Some of the files are
* excel
    * read_excel
    * to_excel
* hdf
    * read_hdf
    * to_hdf 
* clipboard
    * read_clipboard
    * to_clipboard
* html
    * read_html
    * to_html
* pickle
    * read_pickle
    * to_pickle
* DTA
    * read_stata
    * to_stata
* SAS
    * read_sas
    * to_sas
* SQL
    * read_sql
    * to_sql
* json
    * read_json
    * to_json
* CSV
    * read_csv
    * to_csv

#### Pandas SQL Operation
SQL operations using Pandas and in-memory database SQLite3

In [61]:
#import pandas library
import pandas as pd
#import Sqlite3
import sqlite3

#create SQL table
create_table = """CREATE TABLE student_score
(Id INTEGER, Name VARCHAR(20), Math REAL,
Science REAL
);"""

#execute the SQL statement
executeSQL = sqlite3.connect(':memory:')
executeSQL.execute(create_table)
executeSQL.commit()

#prepare a SQL query
SQL_query = executeSQL.execute('select * from student_score')

#fetch result from SQLlite database
resulset = SQL_query.fetchall()

#view result(empty data)
resulset

[]

In [62]:
#prepare records to be inserted into SQL table through SQL statement
insertSQL = [(10,'Jack',85,92),
            (29,'Tom',73,89),
            (65,'Ram',65.6,77),
            (5,'Steve',55,91)]

#insert records into SQL table through SQL statement
insert_statement = "Insert into student_score values(?,?,?,?)"
executeSQL.executemany(insert_statement,insertSQL)
executeSQL.commit()

#prepare SQL query
SQL_query = executeSQL.execute("select * from student_score")

#fetch the resultset for the query
resulset = SQL_query.fetchall()

#view the resultset
resulset

[(10, 'Jack', 85.0, 92.0),
 (29, 'Tom', 73.0, 89.0),
 (65, 'Ram', 65.6, 77.0),
 (5, 'Steve', 55.0, 91.0)]

In [63]:
#put the records together in dataframe
df_student_records = pd.DataFrame(resulset,columns=list(zip(*SQL_query.description))[0])

#view the records in pandas dataframe
df_student_records

Unnamed: 0,Id,Name,Math,Science
0,10,Jack,85.0,92.0
1,29,Tom,73.0,89.0
2,65,Ram,65.6,77.0
3,5,Steve,55.0,91.0

---+---

#### TASK GOAL
Copy the pandas SQL excerpt from "#create SQL table" up to and including "executeSQL.execute('select * from student_score')", renaming "executeSQL" to "conn" throughout.

---+---

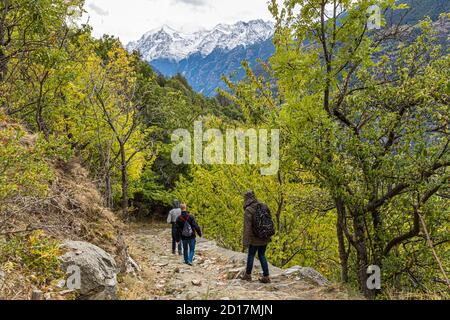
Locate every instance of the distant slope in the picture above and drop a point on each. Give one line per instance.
(204, 68)
(204, 73)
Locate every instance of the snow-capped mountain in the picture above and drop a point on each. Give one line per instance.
(168, 43)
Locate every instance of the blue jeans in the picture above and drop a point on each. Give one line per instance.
(189, 250)
(262, 258)
(174, 241)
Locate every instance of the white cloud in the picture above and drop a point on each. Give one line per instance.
(130, 19)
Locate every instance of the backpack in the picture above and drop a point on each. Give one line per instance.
(187, 229)
(263, 226)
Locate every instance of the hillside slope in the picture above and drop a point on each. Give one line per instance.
(214, 276)
(35, 219)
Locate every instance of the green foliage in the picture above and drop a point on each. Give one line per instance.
(23, 169)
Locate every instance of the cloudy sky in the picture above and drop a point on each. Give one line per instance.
(130, 19)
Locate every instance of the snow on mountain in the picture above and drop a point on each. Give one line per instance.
(168, 43)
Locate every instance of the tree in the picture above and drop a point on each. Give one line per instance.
(370, 122)
(113, 96)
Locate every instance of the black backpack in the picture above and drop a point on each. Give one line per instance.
(187, 229)
(263, 226)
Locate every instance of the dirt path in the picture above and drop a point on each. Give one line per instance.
(215, 274)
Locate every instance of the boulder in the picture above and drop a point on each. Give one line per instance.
(98, 270)
(308, 274)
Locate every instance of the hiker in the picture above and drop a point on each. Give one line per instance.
(258, 230)
(172, 219)
(187, 228)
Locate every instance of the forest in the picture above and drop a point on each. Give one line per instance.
(364, 136)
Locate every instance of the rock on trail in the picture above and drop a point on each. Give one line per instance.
(215, 274)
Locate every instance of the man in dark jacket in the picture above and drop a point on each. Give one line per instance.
(172, 219)
(253, 243)
(188, 241)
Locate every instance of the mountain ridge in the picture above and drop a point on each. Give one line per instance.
(203, 63)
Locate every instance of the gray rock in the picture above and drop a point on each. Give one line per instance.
(235, 273)
(132, 266)
(308, 274)
(98, 270)
(197, 283)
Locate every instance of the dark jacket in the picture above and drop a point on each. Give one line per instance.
(180, 225)
(249, 238)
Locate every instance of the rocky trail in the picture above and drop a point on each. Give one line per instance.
(215, 274)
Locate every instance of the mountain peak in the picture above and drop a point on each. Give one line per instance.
(167, 43)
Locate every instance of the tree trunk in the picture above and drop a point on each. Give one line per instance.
(108, 190)
(340, 225)
(124, 180)
(3, 58)
(361, 254)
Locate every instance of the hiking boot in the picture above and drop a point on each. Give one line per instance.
(247, 277)
(265, 280)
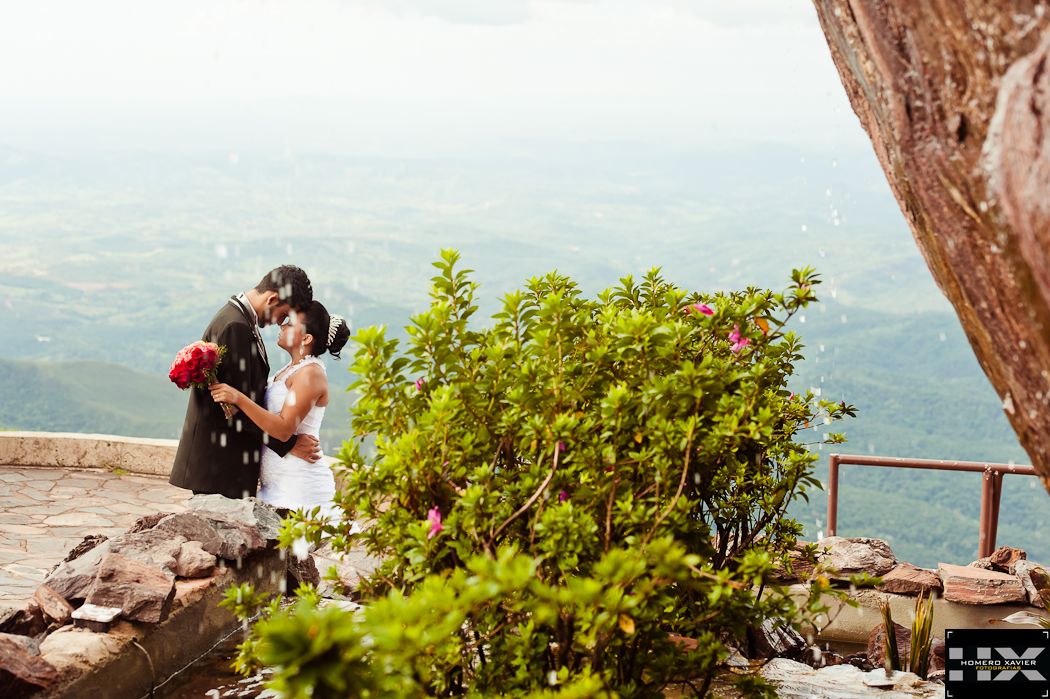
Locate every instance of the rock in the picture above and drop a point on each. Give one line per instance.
(96, 618)
(798, 569)
(856, 554)
(1032, 575)
(149, 546)
(74, 578)
(24, 621)
(1004, 557)
(772, 640)
(983, 564)
(303, 571)
(53, 605)
(192, 527)
(146, 522)
(22, 673)
(349, 568)
(973, 586)
(86, 545)
(876, 653)
(815, 657)
(230, 538)
(193, 560)
(248, 511)
(71, 651)
(795, 680)
(143, 593)
(908, 579)
(30, 644)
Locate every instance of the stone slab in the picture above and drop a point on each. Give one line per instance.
(975, 586)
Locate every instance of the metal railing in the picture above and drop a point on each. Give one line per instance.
(991, 487)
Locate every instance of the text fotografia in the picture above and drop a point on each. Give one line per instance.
(974, 658)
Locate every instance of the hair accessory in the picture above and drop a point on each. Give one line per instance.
(334, 327)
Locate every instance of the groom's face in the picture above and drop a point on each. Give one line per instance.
(274, 312)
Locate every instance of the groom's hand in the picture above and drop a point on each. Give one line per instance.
(307, 448)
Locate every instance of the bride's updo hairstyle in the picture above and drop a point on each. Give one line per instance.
(330, 332)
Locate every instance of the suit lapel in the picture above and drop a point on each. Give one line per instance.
(259, 344)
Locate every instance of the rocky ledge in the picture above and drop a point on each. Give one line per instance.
(146, 597)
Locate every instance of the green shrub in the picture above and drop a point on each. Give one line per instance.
(586, 498)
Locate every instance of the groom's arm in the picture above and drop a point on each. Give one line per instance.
(234, 369)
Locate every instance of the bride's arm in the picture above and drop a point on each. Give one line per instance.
(308, 385)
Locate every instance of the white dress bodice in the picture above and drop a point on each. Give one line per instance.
(291, 482)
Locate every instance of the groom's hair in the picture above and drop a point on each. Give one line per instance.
(291, 283)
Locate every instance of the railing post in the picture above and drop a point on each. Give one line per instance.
(985, 524)
(993, 521)
(833, 494)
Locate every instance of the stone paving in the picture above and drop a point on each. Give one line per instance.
(46, 511)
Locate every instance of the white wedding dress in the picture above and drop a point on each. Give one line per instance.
(289, 481)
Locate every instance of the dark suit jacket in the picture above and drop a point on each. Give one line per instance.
(216, 454)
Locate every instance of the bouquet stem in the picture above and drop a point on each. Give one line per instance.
(228, 409)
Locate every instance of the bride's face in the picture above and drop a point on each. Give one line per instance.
(292, 332)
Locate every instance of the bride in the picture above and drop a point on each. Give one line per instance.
(295, 400)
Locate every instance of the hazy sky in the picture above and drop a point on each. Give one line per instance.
(690, 71)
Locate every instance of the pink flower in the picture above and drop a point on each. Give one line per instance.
(739, 341)
(434, 516)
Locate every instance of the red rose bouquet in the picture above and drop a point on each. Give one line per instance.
(195, 366)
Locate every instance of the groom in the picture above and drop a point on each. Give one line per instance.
(218, 454)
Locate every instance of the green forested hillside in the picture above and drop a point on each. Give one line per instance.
(96, 397)
(124, 258)
(919, 393)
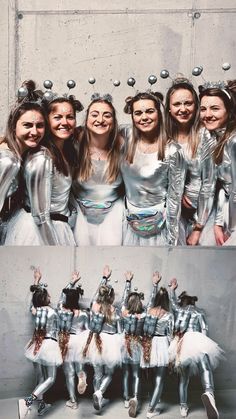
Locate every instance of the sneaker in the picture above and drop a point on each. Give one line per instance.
(133, 405)
(183, 410)
(209, 403)
(82, 384)
(23, 409)
(126, 403)
(152, 414)
(97, 400)
(43, 407)
(72, 405)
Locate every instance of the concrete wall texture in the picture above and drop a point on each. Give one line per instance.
(208, 273)
(112, 40)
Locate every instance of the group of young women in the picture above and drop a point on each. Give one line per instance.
(166, 179)
(125, 334)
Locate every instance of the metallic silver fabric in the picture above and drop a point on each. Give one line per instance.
(47, 191)
(9, 169)
(149, 181)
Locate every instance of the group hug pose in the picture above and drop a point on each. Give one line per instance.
(168, 178)
(166, 332)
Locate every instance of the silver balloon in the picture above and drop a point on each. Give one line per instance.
(71, 84)
(22, 92)
(226, 66)
(48, 84)
(197, 71)
(152, 79)
(131, 81)
(164, 74)
(91, 80)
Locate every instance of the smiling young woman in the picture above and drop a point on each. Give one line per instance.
(47, 182)
(97, 185)
(25, 129)
(218, 114)
(153, 172)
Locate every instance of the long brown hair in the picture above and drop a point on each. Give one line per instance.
(84, 164)
(171, 125)
(157, 98)
(230, 106)
(105, 299)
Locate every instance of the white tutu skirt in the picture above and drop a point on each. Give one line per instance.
(134, 355)
(189, 350)
(22, 231)
(159, 356)
(49, 353)
(111, 349)
(73, 355)
(107, 233)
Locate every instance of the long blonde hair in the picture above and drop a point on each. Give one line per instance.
(83, 170)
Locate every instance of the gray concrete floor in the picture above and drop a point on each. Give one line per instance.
(226, 403)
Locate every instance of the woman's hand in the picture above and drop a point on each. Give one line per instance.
(220, 236)
(156, 277)
(129, 276)
(106, 271)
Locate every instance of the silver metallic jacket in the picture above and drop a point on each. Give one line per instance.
(188, 318)
(9, 169)
(96, 188)
(149, 181)
(47, 191)
(226, 174)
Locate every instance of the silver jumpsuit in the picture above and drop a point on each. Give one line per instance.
(154, 191)
(192, 350)
(43, 220)
(99, 206)
(199, 185)
(160, 331)
(9, 169)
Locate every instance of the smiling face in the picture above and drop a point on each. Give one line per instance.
(182, 106)
(62, 120)
(30, 129)
(100, 119)
(145, 115)
(213, 112)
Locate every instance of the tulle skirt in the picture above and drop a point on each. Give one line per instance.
(110, 354)
(107, 233)
(22, 231)
(131, 349)
(49, 353)
(159, 356)
(188, 350)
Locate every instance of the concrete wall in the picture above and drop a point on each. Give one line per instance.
(208, 273)
(112, 40)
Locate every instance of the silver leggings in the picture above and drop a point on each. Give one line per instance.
(102, 377)
(206, 376)
(159, 381)
(71, 370)
(135, 368)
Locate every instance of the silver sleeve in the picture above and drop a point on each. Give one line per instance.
(38, 176)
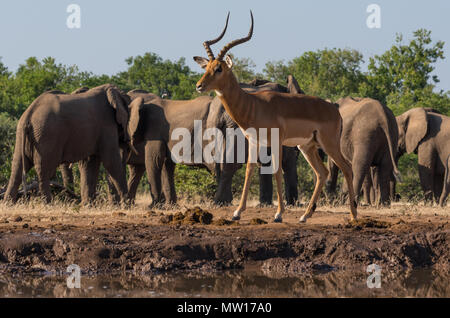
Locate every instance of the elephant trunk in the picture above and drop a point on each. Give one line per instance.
(388, 133)
(24, 172)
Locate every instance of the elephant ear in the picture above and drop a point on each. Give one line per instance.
(416, 127)
(135, 109)
(114, 98)
(293, 86)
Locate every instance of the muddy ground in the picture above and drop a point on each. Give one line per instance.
(37, 238)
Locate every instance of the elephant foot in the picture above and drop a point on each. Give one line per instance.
(237, 214)
(222, 203)
(278, 218)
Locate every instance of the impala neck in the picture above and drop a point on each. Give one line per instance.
(236, 102)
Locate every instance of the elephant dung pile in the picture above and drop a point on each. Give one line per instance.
(367, 223)
(190, 216)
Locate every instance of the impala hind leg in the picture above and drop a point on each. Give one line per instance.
(335, 154)
(311, 154)
(276, 161)
(248, 174)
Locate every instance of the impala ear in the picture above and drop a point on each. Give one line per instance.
(201, 61)
(229, 61)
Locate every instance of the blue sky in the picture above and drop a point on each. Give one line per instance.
(113, 30)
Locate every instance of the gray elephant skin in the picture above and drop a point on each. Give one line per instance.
(151, 137)
(57, 128)
(369, 138)
(427, 133)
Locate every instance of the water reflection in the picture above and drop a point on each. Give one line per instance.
(245, 283)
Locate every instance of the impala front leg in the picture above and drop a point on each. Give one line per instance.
(248, 175)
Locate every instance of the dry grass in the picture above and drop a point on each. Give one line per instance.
(36, 209)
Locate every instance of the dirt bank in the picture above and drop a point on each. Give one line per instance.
(402, 237)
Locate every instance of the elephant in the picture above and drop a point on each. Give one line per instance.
(151, 138)
(426, 132)
(88, 127)
(368, 140)
(290, 154)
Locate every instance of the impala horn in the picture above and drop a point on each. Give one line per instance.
(227, 47)
(206, 44)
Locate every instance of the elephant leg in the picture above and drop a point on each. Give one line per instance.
(136, 173)
(225, 173)
(383, 183)
(45, 169)
(113, 195)
(113, 164)
(331, 183)
(438, 185)
(289, 164)
(312, 156)
(265, 182)
(16, 174)
(67, 175)
(89, 171)
(155, 154)
(265, 189)
(446, 182)
(367, 189)
(392, 183)
(426, 174)
(168, 181)
(361, 161)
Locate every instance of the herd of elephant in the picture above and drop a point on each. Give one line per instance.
(106, 125)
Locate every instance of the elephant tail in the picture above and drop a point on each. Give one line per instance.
(388, 133)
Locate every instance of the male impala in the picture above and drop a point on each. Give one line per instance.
(303, 121)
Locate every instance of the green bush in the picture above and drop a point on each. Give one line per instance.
(7, 141)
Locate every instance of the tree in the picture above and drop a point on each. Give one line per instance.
(158, 76)
(243, 69)
(3, 69)
(327, 73)
(32, 78)
(405, 69)
(276, 71)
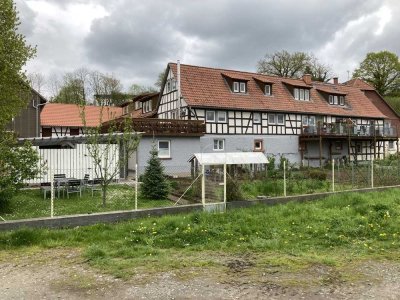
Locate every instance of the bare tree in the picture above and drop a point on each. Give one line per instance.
(284, 64)
(294, 65)
(37, 81)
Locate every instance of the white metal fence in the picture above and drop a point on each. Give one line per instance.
(74, 163)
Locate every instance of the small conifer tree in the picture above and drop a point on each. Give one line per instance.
(155, 184)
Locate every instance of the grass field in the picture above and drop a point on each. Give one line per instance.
(30, 203)
(335, 231)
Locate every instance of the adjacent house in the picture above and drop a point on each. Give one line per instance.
(27, 123)
(58, 119)
(308, 122)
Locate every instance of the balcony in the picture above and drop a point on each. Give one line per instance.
(163, 127)
(335, 130)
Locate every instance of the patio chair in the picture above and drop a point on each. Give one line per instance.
(94, 185)
(74, 186)
(45, 187)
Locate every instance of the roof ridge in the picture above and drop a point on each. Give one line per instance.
(231, 70)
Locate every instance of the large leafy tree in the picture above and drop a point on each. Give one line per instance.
(16, 163)
(14, 53)
(382, 70)
(293, 65)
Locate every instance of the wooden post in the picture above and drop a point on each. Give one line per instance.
(203, 186)
(372, 173)
(225, 184)
(51, 194)
(284, 178)
(333, 175)
(320, 151)
(136, 186)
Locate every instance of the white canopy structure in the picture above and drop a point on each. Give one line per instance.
(231, 158)
(225, 158)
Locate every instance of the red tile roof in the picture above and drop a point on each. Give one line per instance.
(59, 114)
(359, 83)
(206, 87)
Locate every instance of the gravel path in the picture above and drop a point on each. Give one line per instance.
(61, 274)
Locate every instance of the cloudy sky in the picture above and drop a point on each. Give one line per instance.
(135, 39)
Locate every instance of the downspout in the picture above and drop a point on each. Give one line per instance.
(178, 66)
(37, 114)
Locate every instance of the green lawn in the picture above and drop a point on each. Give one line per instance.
(30, 203)
(334, 231)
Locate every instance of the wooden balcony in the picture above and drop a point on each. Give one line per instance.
(163, 127)
(343, 130)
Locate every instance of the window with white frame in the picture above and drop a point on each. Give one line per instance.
(239, 87)
(276, 119)
(221, 117)
(243, 87)
(302, 94)
(236, 87)
(138, 105)
(210, 116)
(219, 144)
(267, 90)
(336, 100)
(256, 118)
(308, 121)
(280, 119)
(164, 149)
(258, 145)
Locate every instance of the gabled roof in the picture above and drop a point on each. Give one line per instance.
(59, 114)
(208, 88)
(359, 83)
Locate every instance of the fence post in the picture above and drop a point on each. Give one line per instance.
(225, 184)
(136, 186)
(372, 172)
(203, 186)
(333, 174)
(284, 177)
(51, 195)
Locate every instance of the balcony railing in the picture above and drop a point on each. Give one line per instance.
(352, 130)
(164, 127)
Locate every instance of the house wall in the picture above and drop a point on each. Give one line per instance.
(273, 145)
(181, 149)
(26, 123)
(61, 131)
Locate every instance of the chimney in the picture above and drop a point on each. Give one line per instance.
(307, 78)
(178, 71)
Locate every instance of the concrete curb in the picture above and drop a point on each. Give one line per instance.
(116, 216)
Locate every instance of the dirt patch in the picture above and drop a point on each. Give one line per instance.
(63, 274)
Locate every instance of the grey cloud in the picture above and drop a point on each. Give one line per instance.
(27, 17)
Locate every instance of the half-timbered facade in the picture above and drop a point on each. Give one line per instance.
(300, 119)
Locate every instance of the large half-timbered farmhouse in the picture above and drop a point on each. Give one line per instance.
(306, 121)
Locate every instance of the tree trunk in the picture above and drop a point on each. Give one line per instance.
(104, 195)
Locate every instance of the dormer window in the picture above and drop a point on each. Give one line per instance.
(239, 87)
(336, 100)
(236, 87)
(302, 94)
(243, 87)
(267, 90)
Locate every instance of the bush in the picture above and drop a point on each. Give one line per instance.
(155, 184)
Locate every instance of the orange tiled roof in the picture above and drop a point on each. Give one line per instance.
(59, 114)
(206, 87)
(359, 83)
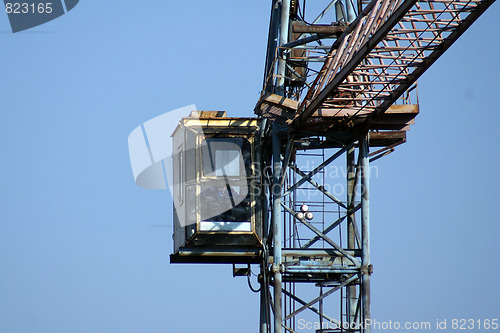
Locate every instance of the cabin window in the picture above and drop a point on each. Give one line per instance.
(224, 157)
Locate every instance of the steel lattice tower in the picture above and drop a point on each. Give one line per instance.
(334, 88)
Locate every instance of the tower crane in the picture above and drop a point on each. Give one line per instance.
(258, 190)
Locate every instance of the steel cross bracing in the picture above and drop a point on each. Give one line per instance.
(384, 51)
(327, 250)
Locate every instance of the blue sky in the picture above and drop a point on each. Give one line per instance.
(80, 247)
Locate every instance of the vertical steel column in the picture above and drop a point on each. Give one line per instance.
(351, 236)
(284, 26)
(276, 220)
(365, 233)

---+---

#### THE RESPONSE
#create SQL table
create_table = """CREATE TABLE student_score
(Id INTEGER, Name VARCHAR(20), Math REAL,
Science REAL
);"""

#execute the SQL statement
conn = sqlite3.connect(':memory:')
conn.execute(create_table)
conn.commit()

#prepare a SQL query
SQL_query = conn.execute('select * from student_score')